Bacaan yang Diberikan:
■ ■ ■ ■ ■

DEMOCRAZY.ID - Calon presiden nomor urut 1 Anies Baswedan dan capres nomor urut 3 Ganjar Pranowo dinilai terlalu sering menyerang Prabowo Subianto selama debat ketiga Pilpres 2024 yang digelar pada Ahad malam, 7 Januari 2024.
"Debat ketiga ini semakin mempertegas pola relasi antarcapres. Prabowo yang telah memiliki elektabilitas yang relatif lebih terkonsolidasi, tampil bertahan Sedangkan Anies dan Ganjar terlihat kompak bersama-sama menyerang Prabowo untuk mengejar ketertinggalan basis dukungan elektabilitas mereka," kata Direktur Eksekutif Institute for Democray and Strategic Affairs (Indostrategic) Ahmad Choirul Umam seperti dikutip Antara di Jakarta pada Senin, 8 Januari 2024.
Ahmad menilai selama debat Anies langsung menyerang lebih awal atau preemptive attack, terutama pada pribadi Prabowo selaku menteri pertahanan.
Ia menilai Anies seolah menjalankan strategi Tsun Tzu yang menekankan bila pertahanan terbaik adalah menyerang.
Ahmad mengatakan mantan Gubernur DKI Jakarta itu masih terbawa suasana debat pertama capres, di mana saat itu serangan Anies mendapat poin politik lebih tinggi.
Anies, kata Ahmad, juga menyinggung soal orang dalam yang membuka peluang adanya praktik korupsi dalam pengadaan alat utama sistem persenjataan atau alutsista di Indonesia.
Namun, Ahmad menilai hantaman-hantaman, seperti penilaian Anies atas ketidakberhasilan lumbung pangan atau food estate yang dianggap dapat menciptakan poin politik, justru dinilainya malah terlalu berlebihan.
"Dalam debat, serangan kepada lawan tentu sangat penting untuk menciptakan poin politik guna mendelegitimasi kredibilitas lawan. Namun, di saat yang sama, jika serangan itu disampaikan berlebihan, hal itu bisa berpeluang memunculkan rasa simpati publik terhadap pihak yang mendapatkan hantaman bertubi-tubi," kata Ahmad.

■ ■ ■ ■ ■

Catatan yang Diberikan:
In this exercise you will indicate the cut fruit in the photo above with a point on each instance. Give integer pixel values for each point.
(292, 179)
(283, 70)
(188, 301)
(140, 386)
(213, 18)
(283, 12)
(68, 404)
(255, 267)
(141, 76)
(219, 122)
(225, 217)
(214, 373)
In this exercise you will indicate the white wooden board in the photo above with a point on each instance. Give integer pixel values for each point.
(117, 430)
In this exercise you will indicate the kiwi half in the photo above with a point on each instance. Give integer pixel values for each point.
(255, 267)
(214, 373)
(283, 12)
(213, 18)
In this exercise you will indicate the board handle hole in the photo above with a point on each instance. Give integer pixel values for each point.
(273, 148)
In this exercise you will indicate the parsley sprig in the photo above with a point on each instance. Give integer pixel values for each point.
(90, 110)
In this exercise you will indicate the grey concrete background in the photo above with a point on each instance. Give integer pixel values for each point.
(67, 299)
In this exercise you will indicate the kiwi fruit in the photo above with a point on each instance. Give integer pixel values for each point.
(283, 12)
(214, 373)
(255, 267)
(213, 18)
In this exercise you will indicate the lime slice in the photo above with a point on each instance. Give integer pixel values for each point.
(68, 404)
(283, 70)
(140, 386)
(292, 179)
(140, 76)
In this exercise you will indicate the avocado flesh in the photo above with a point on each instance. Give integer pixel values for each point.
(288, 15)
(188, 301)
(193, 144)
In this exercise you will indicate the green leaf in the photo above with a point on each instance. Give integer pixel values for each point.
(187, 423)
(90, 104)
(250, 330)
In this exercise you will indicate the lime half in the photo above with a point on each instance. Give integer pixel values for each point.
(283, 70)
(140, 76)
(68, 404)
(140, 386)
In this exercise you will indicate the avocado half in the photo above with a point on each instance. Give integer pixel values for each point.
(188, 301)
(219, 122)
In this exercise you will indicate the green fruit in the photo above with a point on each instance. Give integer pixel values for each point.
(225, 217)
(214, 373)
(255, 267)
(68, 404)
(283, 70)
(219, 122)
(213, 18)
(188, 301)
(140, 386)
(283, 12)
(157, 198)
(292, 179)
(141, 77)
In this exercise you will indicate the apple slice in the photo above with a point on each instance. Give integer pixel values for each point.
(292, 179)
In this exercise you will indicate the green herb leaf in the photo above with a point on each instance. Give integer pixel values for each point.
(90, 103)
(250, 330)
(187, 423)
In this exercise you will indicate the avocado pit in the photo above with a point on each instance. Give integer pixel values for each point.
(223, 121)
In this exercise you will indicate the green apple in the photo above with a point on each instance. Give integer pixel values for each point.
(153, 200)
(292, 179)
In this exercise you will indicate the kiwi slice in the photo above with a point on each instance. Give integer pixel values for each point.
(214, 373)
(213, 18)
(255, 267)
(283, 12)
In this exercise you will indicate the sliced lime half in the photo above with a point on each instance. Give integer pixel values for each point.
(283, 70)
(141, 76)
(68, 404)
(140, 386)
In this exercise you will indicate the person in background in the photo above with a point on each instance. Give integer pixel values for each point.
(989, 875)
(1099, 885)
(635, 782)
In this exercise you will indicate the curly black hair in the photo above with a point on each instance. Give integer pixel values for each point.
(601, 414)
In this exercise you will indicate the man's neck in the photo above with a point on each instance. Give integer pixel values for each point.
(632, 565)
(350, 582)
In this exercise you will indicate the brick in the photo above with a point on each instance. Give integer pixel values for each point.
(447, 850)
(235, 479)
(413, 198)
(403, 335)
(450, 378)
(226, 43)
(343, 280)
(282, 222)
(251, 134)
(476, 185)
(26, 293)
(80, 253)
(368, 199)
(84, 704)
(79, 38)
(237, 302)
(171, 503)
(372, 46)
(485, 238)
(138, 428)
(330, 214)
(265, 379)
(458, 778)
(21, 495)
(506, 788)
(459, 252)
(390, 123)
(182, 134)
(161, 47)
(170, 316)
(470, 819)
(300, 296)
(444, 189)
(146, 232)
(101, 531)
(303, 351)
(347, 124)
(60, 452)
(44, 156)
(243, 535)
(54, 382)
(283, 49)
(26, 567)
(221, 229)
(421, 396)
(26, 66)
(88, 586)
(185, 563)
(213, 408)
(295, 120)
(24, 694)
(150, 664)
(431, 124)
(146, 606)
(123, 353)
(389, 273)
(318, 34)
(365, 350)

■ ■ ■ ■ ■

Rincian Latihan: Teruskan berita tentang debat ketiga Pilpres 2024 di atas, mulai setelah kalimat terakhirnya.

Jawaban Tugas Ini:
Adapun untuk Ganjar Pranowo, Ahmad meilai mantan Gubernur Jawa Tengah itu tampail lebih tertib, dengan pola konfrontasi terukur dan diperkuat dengan substansi cukup impresif.
Dia menganggap Ganjar bisa mengelaborasi argumen tentang visi pertahanan, keamanan, dan diplomasi ekonomi dengan cukup impresif.
Menurut Ahmad, Ganjar pun mampu mengelaborasi basis argumen secara jelas kepada lawan-lawannya ketika tampil menjelaskan tentang kematangan perencanaan dan komitmen anti-korupsi dalam eksekusi kebijakan pertahanan, penguatan infrastruktur siber nasional, dan komitmennya pada upaya revitalisasi kinerja ASEAN yang cenderung prosedural.
"Karena itu, kuncinya terletak pada proporsionalitas serangan pada momentum serangan yang tepat," ucap dosen Ilmu Politik dan Internasional Universitas Paramadina itu.
Mengenai Prabowo, Ahmad menilai capres nomor urut 2 itu sempat terpancing emosinya oleh Anies. Salah satunya saat menyampaikan ketidakpantasan Anies berbicara soal etika kepemimpinan dan sejumlah kritik pertahanan.
Meski demikian, Prabowo, terlihat masih mampu mengendalikan emosinya. Hanya saja, Prabowo akhirnya kurang mengelaborasi substansi dan filosofi kebijakan pertahanan-keamanan dan strategi hubungan internasional secara memadai, karena harus menahan emosi dan serangan-serangan yang tajam.
"Namun Prabowo kembali mammpu menambilkan strategi bertahannya secara impresif saat dirinya menjelaskan tentang alasan turunnya indeks kinerja militer dan pertahanan serta kebijakan pertahanan sebagai produk legislasi atas persetujuan partai-partai pendukung rival-rival politiknya," kata Ahmad.
Secara keseluruhan Ahmad Choirul Umam menilai Ganjar cenderung tampil secara cerdas, Anies bersikap ofensif dan bernas, sementara Prabowo lebih defensif dan kurang elaboratif.
Dalam debat yang digelar KPU di Istora Senayan, tema yang dibahas adalah soal pertahanan, keamanan, politik luar negeri, geopolitik dan geospasial.
Anies sejak awal tampil menyerang Prabowo dengan menyebut perbandingan antara kesejahteraan prajurit dengan kepemilikan lahan Ketua Umum Partai Gerindra itu. Data itu yang diucapkan Anies pun dibantah Prabowo.
Adapun Ganjar menyerang di saat-saat akhir saat bertanya soal indeks kinerja militer yang turun.
Ia bahkan menantang tim Prabowo untuk maju ke podium untuk memberikan bantahan jika data yang diungkapkannya itu salah.